Exercise requirements: Transcribe word for word the lines spanning the line with "the white industrial" through the end of the records.
+++
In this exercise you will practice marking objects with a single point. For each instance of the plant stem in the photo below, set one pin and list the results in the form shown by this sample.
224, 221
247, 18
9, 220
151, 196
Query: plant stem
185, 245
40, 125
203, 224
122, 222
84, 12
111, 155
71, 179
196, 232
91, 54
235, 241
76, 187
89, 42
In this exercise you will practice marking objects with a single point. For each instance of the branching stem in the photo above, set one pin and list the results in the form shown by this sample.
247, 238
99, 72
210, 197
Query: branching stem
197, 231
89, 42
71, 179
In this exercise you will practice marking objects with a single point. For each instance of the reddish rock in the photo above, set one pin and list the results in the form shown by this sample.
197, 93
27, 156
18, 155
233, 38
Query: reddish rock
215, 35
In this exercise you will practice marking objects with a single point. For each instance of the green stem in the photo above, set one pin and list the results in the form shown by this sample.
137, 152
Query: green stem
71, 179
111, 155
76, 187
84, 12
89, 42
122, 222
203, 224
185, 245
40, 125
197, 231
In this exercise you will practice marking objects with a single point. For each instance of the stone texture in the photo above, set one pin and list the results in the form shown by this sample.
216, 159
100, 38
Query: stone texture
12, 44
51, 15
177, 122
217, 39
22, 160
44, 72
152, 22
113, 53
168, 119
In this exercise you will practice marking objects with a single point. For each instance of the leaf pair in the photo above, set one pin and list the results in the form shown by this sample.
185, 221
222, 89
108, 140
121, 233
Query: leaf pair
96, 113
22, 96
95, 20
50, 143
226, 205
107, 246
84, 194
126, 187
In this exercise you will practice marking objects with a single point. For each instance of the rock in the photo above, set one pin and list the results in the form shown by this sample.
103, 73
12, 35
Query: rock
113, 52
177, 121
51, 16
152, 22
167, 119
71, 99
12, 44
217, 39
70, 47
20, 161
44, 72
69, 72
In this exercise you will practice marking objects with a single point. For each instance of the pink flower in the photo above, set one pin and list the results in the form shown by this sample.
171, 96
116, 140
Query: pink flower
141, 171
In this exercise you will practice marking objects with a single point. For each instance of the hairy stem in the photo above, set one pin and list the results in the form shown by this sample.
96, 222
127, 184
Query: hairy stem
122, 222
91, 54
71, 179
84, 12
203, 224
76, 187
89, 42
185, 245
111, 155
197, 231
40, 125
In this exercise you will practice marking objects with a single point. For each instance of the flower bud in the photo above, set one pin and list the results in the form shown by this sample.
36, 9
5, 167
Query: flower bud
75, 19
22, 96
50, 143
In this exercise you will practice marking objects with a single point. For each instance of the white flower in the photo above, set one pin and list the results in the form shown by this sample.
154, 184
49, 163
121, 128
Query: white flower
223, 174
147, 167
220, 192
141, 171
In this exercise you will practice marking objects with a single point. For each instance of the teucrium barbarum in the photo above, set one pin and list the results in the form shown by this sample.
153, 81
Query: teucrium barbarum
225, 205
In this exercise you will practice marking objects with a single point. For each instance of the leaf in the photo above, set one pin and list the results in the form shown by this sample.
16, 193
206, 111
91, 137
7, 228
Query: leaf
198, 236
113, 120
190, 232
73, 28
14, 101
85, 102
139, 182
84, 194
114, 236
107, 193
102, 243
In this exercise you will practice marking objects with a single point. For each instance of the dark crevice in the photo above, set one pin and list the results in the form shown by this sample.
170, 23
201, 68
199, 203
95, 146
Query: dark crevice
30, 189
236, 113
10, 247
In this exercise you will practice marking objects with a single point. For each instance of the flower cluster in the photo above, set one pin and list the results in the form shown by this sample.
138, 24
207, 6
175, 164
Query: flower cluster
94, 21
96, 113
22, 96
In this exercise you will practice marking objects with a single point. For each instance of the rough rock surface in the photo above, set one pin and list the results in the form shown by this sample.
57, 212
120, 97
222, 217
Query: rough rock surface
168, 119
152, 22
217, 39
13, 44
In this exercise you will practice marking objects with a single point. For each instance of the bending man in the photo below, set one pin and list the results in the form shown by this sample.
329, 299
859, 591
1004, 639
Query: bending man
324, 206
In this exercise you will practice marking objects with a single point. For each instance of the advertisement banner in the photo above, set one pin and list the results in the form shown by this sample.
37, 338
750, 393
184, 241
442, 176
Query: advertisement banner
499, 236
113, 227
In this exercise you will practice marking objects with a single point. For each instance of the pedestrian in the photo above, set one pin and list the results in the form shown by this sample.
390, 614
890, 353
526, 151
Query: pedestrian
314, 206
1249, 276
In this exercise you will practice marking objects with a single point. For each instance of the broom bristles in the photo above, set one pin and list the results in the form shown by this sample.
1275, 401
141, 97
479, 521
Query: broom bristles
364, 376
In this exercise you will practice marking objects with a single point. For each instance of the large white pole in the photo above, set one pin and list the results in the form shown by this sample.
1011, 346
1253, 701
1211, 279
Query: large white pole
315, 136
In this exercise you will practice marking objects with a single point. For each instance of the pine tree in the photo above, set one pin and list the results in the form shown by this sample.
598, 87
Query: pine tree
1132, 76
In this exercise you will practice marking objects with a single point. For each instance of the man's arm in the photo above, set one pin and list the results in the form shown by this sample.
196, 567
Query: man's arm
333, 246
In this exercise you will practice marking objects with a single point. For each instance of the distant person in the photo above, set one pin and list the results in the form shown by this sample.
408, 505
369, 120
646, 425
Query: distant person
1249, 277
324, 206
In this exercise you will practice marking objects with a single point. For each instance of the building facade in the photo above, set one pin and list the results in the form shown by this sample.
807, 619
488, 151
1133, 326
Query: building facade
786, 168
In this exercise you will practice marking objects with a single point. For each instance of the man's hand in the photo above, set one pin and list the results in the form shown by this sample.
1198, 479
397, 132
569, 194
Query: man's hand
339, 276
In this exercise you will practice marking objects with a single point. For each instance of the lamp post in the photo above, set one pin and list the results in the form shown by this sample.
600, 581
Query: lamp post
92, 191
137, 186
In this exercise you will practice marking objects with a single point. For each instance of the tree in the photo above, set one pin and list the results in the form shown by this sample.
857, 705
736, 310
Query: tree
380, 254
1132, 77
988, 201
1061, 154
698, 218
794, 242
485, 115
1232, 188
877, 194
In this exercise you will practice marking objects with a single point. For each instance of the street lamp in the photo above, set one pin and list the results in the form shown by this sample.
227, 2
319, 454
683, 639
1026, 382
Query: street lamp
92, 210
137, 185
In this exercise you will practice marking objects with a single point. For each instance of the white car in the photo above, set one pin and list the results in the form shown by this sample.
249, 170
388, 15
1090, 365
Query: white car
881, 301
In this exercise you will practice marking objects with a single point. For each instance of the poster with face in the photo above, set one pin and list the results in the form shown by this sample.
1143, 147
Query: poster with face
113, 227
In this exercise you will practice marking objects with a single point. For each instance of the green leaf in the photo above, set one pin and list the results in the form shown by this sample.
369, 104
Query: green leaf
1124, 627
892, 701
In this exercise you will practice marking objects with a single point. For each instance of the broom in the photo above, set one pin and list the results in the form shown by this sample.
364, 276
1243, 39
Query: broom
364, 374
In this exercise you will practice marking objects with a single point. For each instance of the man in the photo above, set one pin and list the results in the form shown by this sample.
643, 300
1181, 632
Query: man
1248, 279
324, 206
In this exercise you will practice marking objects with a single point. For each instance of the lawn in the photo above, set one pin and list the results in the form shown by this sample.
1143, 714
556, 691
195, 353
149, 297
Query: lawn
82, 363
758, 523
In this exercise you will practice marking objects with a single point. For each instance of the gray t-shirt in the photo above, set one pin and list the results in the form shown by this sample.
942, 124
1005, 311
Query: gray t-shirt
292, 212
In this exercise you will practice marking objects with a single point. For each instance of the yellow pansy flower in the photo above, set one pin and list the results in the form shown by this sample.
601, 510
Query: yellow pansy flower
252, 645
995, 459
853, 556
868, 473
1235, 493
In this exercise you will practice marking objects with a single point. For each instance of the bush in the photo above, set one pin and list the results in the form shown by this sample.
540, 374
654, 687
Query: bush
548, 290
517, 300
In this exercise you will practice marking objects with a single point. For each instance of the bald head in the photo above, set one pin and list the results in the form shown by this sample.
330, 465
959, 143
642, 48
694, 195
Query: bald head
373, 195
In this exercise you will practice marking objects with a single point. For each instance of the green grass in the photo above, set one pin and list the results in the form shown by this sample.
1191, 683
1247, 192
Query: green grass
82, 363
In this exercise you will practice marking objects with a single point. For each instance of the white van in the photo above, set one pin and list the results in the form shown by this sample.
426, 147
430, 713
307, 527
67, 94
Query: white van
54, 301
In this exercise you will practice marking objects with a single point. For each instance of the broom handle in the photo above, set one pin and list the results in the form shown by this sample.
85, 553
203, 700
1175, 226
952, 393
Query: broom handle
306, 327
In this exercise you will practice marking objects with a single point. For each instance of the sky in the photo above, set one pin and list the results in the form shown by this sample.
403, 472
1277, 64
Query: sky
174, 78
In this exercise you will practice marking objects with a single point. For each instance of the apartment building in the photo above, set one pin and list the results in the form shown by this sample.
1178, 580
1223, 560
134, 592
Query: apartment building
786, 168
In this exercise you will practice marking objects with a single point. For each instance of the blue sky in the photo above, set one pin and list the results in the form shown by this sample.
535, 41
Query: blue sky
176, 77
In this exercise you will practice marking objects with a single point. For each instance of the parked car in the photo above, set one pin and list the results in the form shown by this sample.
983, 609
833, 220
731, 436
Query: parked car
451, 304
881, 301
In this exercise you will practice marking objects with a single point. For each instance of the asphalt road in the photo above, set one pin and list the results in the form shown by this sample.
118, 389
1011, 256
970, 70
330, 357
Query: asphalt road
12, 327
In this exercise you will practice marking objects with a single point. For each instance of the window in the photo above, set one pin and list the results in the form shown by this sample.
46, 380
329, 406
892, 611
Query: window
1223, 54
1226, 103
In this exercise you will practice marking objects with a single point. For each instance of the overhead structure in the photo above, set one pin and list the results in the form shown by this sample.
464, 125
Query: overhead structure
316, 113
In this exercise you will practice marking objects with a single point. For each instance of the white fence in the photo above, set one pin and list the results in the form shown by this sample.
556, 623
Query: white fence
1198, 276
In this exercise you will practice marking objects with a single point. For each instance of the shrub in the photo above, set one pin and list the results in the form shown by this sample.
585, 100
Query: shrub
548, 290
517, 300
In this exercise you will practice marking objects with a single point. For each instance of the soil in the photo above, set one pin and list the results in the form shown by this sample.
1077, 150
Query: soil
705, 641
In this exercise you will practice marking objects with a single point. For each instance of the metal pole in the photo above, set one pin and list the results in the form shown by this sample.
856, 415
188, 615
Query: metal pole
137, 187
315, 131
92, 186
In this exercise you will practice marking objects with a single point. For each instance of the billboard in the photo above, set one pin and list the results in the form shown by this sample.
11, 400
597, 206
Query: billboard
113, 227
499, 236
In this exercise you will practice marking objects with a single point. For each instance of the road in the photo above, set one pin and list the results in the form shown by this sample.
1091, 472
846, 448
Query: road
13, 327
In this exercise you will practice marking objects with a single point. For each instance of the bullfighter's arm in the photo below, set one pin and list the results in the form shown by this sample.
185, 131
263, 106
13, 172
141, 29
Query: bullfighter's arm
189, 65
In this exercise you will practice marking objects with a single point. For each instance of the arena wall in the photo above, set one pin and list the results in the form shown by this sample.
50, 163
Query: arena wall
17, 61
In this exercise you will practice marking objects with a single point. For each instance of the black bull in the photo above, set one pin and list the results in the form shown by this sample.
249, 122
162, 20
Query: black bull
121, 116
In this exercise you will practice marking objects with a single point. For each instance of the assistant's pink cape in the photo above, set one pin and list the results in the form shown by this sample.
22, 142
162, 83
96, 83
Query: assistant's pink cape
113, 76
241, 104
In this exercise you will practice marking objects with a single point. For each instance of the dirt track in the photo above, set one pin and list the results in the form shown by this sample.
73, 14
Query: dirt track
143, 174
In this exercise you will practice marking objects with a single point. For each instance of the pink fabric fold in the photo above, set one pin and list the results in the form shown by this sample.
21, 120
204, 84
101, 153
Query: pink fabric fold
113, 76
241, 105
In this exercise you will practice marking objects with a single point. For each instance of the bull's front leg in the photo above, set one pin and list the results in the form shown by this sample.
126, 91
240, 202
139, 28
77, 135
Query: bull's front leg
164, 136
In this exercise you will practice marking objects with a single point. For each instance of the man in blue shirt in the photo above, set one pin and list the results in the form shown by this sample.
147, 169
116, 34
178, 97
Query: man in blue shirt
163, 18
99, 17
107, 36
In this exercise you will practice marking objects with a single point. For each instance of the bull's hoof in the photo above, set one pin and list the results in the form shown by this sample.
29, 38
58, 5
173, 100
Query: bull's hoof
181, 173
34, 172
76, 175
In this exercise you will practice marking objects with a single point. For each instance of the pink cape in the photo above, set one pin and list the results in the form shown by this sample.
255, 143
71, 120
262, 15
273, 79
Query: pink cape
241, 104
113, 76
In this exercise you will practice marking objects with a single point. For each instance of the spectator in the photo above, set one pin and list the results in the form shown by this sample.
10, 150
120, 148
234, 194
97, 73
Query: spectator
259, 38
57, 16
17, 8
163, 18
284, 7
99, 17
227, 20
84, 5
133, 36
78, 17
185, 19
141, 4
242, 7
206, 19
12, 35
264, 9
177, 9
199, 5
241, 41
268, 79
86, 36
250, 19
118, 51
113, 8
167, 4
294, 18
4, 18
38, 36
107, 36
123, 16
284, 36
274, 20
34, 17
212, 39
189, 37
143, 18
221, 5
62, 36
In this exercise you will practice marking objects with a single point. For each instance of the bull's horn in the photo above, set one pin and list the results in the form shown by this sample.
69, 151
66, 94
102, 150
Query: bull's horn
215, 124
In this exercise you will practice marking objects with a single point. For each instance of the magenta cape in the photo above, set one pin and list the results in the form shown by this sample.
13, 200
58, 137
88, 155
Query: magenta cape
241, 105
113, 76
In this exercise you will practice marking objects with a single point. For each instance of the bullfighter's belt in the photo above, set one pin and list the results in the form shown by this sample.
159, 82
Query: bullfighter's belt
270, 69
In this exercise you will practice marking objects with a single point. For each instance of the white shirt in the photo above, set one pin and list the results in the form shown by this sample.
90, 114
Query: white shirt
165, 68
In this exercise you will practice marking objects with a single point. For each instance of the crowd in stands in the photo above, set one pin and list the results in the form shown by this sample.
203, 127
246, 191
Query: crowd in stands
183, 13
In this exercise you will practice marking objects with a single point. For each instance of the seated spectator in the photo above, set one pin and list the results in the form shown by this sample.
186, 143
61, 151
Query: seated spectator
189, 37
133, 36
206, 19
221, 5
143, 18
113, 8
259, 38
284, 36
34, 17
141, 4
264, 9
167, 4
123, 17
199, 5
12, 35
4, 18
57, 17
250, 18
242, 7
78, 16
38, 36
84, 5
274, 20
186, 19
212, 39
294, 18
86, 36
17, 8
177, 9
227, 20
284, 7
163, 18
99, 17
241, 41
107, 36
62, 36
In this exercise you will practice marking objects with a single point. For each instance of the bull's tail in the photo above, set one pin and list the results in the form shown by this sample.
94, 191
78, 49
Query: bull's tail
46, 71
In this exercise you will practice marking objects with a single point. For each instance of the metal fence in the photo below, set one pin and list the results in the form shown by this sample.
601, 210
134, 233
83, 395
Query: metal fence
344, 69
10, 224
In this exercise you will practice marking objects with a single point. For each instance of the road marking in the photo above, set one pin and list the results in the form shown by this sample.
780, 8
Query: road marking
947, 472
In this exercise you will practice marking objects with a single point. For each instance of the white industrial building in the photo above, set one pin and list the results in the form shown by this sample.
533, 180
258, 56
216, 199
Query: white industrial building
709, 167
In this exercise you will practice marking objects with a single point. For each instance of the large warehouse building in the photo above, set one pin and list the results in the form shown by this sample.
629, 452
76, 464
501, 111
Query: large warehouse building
+++
Task solution:
In this exercise you will practice marking objects with a single point. For each instance of the white industrial building in the photo above, set one pin and list the results in the form shown by this sample.
533, 180
258, 56
216, 199
Query: white industrial building
709, 167
In this exercise you will practice marking objects with a single point. For each instance of the large warehouse building in the photo above, set one pin and list the results in the form shown by this sample.
629, 452
76, 464
501, 111
Query: large warehouse building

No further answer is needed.